— GIVEN TEXT —
Data Collection and Preprocessing

The data were sourced from TCGA via the Genomic Data Commons (GDC) Data Portal¹⁶. The original resources in TCGA are organized by cancer type, and the omics data for individual patients are scattered across multiple repositories. Therefore, retrieving and collecting omics data require linking samples with metadata and applying different preprocessing protocols. MLOmics employs a unified pipeline that integrates data preprocessing, quality control, and multi-omics assembly for each patient, followed by alignment with their respective cancer types. Specifically, we perform different steps for each omics type as follows:

Transcriptomics (mRNA and miRNA) data: 1. Identifying transcriptomics. We trace the downloaded data using the “experimental_strategy” field in the metadata, marked as “mRNA-Seq” or “miRNA-Seq”, then we verify that “data_category” is labeled as “Transcriptome Profiling.” 2. Determining experimental platform. We identify the experimental platform from the metadata, such as “platform: Illumina” or “workflow_type: BCGSC miRNA Profiling.” 3. Converting gene-level estimates. For data generated by platforms like Illumina Hi-Seq, use the edgeR package¹⁷ to convert scaled gene-level RSEM estimates into FPKM values. 4. Non-Human miRNA filtering. For “miRNA-Seq” data from platforms like Illumina GA and Agilent arrays, we identify and remove non-human miRNA expressions using species annotations from databases such as miRBase¹⁸. 5. Noise eliminating. We remove features with zero expression in more than 10% of samples or those with undefined value (N/A). 6. Transformation. Finally, we apply logarithmic transformations to obtain the log-converted mRNA and miRNA data.

Genomic (CNV) data: 1. Identifying CNV Alterations. We examine how gene copy-number alterations are recorded in the metadata, using key descriptions such as “Calls made after normal contamination correction and CNV removal using thresholds.” 2. Filter Somatic Mutations. We capture only somatic variants by retaining entries marked as “somatic” and filtering out germline mutations. 3. Identify Recurrent Alterations. We use the GAIA package¹⁹ to identify recurrent genomic alterations in the cancer genome, based on raw data representing all aberrant regions from copy-number variation segmentation. 4. Annotate Genomic Regions. We annotate the recurrent aberrant genomic regions using the BiomaRt package²⁰.

— WHAT YOU NEED TO DO —
1/ Per the given text, why does retrieving and collecting TCGA omics data require linking samples with metadata and applying different preprocessing protocols? Answer in one to three sentences.
2/ Reproduce word for word everything in the given text from "Genomic (CNV) data: 1." down to "the BiomaRt package²⁰.".
The lines that follow come from a different source than the text.

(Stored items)
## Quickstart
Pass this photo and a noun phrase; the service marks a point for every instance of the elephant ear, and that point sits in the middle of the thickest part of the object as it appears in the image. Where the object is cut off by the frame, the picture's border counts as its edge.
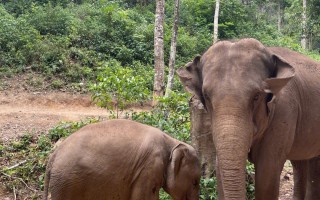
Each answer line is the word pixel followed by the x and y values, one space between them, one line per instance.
pixel 191 77
pixel 177 155
pixel 283 72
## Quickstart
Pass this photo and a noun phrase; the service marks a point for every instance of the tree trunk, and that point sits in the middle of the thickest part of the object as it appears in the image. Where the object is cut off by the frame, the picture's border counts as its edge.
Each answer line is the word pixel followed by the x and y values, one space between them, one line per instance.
pixel 173 47
pixel 304 25
pixel 215 22
pixel 201 136
pixel 279 16
pixel 158 88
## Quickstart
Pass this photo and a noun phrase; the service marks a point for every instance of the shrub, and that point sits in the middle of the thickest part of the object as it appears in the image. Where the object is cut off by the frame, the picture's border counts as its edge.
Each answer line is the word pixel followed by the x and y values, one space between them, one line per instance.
pixel 120 86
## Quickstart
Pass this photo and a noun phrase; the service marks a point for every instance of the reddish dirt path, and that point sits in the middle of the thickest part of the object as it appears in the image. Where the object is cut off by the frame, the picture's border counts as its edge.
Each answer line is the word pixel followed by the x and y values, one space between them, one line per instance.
pixel 36 112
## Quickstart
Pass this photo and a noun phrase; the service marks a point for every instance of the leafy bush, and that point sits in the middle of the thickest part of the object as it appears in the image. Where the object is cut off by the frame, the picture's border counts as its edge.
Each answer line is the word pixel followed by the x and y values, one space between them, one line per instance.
pixel 27 158
pixel 121 85
pixel 171 115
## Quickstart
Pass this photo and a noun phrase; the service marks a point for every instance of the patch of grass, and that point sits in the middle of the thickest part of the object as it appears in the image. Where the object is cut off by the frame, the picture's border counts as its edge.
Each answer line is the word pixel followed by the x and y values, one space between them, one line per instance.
pixel 57 84
pixel 24 160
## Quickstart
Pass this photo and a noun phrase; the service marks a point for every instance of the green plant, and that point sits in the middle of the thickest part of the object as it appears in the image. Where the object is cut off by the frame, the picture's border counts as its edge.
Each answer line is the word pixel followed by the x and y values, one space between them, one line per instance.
pixel 24 160
pixel 119 86
pixel 171 115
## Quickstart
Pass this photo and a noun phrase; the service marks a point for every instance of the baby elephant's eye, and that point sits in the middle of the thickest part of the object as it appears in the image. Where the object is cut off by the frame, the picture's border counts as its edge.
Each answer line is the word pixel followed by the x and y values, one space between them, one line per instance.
pixel 195 183
pixel 256 98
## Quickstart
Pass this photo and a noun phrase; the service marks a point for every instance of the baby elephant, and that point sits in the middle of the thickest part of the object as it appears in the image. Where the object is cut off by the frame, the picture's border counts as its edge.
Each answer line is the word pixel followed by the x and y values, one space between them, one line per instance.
pixel 122 159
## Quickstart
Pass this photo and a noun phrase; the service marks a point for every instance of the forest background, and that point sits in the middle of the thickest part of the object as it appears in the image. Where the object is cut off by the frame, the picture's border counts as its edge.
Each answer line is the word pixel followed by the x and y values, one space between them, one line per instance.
pixel 107 48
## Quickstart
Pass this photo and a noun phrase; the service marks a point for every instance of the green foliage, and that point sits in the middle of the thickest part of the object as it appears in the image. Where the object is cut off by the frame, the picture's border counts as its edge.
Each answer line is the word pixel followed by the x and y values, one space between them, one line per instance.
pixel 27 158
pixel 171 115
pixel 121 85
pixel 208 188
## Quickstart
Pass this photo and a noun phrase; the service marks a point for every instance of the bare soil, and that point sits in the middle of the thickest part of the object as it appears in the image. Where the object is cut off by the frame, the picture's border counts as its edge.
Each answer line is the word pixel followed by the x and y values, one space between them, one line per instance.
pixel 36 111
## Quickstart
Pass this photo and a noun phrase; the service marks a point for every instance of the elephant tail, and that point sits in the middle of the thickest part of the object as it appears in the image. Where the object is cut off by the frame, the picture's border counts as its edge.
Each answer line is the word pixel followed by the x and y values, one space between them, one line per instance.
pixel 47 176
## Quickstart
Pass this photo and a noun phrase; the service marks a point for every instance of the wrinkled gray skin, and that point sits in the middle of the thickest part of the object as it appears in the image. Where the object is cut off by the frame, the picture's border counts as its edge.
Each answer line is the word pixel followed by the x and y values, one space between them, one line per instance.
pixel 265 106
pixel 122 160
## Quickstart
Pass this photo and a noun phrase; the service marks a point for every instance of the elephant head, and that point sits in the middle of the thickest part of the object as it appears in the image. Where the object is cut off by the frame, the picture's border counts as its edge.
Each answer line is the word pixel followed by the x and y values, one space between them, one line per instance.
pixel 238 83
pixel 183 173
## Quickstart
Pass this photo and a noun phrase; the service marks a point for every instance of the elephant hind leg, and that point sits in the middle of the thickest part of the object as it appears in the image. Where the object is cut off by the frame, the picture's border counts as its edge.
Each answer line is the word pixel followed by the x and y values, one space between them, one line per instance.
pixel 300 179
pixel 313 181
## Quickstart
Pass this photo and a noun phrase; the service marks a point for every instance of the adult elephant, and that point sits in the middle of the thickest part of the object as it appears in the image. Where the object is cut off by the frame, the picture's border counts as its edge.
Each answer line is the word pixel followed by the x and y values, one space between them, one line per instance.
pixel 265 106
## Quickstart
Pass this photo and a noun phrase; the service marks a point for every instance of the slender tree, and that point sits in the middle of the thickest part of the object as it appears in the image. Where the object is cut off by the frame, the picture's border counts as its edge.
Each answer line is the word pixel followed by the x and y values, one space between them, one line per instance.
pixel 158 89
pixel 304 25
pixel 173 47
pixel 215 21
pixel 279 15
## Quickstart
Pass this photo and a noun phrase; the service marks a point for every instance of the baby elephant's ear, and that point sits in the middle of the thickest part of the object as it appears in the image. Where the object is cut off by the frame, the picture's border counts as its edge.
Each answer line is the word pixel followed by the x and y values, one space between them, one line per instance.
pixel 283 73
pixel 191 77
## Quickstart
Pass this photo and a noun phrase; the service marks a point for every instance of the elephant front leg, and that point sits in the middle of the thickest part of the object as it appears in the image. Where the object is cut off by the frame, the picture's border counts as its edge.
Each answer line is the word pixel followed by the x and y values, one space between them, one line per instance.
pixel 219 179
pixel 267 179
pixel 300 179
pixel 145 190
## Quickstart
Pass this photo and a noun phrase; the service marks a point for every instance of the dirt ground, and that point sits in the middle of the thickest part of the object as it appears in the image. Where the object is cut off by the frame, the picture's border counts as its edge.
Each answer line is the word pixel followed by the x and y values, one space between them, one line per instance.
pixel 24 111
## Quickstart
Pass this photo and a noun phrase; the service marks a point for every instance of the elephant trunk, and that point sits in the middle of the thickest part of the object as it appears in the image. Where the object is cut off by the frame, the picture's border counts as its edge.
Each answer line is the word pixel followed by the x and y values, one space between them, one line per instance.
pixel 232 138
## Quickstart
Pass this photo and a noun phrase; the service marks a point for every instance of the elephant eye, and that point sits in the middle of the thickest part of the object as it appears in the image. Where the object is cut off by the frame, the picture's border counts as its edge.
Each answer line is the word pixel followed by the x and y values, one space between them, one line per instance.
pixel 256 97
pixel 195 183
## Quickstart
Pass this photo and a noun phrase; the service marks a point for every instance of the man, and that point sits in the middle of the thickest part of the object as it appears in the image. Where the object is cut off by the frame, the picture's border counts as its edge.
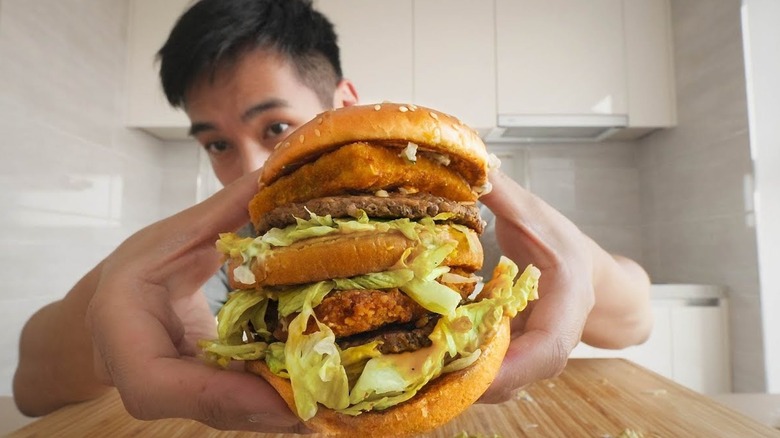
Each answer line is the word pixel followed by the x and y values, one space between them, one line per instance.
pixel 247 72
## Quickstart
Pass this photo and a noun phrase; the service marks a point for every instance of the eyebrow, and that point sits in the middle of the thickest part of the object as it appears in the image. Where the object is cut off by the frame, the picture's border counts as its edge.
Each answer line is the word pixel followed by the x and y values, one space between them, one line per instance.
pixel 198 127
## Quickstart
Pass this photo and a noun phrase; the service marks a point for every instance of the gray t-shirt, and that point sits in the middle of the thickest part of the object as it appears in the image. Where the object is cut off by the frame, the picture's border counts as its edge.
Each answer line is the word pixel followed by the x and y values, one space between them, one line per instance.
pixel 217 288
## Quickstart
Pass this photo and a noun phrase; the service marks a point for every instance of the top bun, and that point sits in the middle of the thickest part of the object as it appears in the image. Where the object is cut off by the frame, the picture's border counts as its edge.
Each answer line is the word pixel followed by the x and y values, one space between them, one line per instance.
pixel 390 123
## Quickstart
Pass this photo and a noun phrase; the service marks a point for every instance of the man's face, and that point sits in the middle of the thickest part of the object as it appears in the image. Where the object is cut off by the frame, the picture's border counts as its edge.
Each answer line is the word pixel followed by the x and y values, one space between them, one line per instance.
pixel 247 109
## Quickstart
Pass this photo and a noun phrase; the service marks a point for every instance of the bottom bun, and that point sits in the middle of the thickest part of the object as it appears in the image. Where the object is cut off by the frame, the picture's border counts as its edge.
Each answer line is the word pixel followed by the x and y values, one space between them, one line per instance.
pixel 434 405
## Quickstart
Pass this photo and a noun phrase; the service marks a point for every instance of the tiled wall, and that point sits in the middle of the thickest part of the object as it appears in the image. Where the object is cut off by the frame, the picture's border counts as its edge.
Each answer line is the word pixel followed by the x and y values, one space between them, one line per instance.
pixel 696 223
pixel 595 185
pixel 73 181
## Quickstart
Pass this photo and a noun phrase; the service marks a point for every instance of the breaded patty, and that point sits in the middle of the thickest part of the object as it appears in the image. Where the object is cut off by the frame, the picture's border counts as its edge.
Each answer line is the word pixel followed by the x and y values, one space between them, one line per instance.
pixel 360 167
pixel 357 311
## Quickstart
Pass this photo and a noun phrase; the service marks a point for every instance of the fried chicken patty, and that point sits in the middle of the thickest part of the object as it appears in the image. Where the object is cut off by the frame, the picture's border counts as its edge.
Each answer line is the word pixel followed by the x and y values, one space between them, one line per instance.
pixel 351 312
pixel 360 167
pixel 394 205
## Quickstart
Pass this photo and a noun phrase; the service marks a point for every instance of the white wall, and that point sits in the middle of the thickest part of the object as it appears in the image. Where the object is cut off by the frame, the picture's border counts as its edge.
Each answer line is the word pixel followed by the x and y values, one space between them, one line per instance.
pixel 595 185
pixel 73 182
pixel 762 42
pixel 697 219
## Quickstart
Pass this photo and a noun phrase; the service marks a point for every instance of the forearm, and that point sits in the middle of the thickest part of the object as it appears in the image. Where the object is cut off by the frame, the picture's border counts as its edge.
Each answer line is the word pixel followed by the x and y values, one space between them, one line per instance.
pixel 55 354
pixel 621 315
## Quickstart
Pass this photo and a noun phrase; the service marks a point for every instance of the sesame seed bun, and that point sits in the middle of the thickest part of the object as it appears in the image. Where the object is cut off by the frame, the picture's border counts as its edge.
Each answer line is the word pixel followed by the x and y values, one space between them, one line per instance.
pixel 436 404
pixel 389 123
pixel 311 260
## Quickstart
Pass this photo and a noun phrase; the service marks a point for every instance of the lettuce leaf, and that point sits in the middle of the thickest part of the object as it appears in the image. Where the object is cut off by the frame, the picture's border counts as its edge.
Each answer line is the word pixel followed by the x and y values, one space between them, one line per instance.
pixel 378 280
pixel 297 298
pixel 391 379
pixel 313 362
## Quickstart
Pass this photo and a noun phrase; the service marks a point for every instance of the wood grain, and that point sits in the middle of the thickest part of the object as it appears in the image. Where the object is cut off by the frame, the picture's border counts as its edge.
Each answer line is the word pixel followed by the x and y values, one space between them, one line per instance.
pixel 592 398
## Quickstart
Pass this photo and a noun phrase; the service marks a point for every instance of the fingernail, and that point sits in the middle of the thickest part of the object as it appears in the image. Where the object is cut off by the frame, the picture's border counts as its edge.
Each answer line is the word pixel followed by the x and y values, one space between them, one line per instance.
pixel 272 419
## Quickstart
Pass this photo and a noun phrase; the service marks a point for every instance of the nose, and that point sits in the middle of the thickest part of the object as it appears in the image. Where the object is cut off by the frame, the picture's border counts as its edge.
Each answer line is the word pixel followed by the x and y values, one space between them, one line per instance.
pixel 253 155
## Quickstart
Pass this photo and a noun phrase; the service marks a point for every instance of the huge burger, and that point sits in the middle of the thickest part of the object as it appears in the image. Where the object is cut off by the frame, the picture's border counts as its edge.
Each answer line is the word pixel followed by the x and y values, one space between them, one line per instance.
pixel 358 301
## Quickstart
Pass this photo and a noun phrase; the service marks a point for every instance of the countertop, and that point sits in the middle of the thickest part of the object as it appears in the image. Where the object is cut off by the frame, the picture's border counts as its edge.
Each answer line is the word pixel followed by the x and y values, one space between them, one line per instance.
pixel 592 398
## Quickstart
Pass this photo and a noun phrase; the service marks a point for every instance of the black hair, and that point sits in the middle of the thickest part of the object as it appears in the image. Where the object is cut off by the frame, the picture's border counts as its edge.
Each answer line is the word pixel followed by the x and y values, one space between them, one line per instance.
pixel 216 33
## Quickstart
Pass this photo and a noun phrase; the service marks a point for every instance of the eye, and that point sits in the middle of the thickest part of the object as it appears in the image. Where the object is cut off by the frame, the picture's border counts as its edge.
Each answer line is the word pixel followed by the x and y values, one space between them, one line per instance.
pixel 276 129
pixel 216 147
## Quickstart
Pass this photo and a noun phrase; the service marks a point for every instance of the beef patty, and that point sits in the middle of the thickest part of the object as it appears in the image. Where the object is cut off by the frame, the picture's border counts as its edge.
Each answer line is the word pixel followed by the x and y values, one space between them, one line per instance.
pixel 395 205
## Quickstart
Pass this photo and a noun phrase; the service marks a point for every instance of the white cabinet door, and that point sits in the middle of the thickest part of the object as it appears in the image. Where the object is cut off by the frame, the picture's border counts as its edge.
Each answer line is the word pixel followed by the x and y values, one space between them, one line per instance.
pixel 650 70
pixel 655 354
pixel 375 37
pixel 149 24
pixel 700 348
pixel 562 57
pixel 454 59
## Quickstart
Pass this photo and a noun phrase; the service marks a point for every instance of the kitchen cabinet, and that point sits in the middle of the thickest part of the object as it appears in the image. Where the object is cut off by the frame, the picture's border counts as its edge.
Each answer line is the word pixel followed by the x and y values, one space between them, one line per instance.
pixel 436 53
pixel 454 59
pixel 375 38
pixel 689 342
pixel 556 62
pixel 560 57
pixel 150 22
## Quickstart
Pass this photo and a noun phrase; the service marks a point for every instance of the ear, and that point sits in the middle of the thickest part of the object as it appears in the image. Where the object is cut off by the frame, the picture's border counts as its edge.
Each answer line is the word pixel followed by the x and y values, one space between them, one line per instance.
pixel 345 94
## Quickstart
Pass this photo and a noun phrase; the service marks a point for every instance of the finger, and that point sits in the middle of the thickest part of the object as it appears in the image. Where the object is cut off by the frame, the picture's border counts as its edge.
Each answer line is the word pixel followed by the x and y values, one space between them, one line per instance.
pixel 552 331
pixel 155 382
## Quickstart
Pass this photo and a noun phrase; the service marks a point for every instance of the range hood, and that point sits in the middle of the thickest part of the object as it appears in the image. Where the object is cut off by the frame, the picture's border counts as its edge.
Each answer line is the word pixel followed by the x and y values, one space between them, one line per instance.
pixel 555 128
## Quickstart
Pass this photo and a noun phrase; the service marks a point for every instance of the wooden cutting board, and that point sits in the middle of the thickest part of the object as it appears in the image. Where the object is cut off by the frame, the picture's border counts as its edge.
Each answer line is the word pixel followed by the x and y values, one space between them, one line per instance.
pixel 592 398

— LIST OF ANSWERS —
1/ The original TCGA resources are organized by cancer type, and each patient's omics data are scattered across multiple repositories. Assembling a patient's data therefore means linking samples with metadata and applying different preprocessing protocols.

2/
Genomic (CNV) data: 1. Identifying CNV Alterations. We examine how gene copy-number alterations are recorded in the metadata, using key descriptions such as “Calls made after normal contamination correction and CNV removal using thresholds.” 2. Filter Somatic Mutations. We capture only somatic variants by retaining entries marked as “somatic” and filtering out germline mutations. 3. Identify Recurrent Alterations. We use the GAIA package¹⁹ to identify recurrent genomic alterations in the cancer genome, based on raw data representing all aberrant regions from copy-number variation segmentation. 4. Annotate Genomic Regions. We annotate the recurrent aberrant genomic regions using the BiomaRt package²⁰.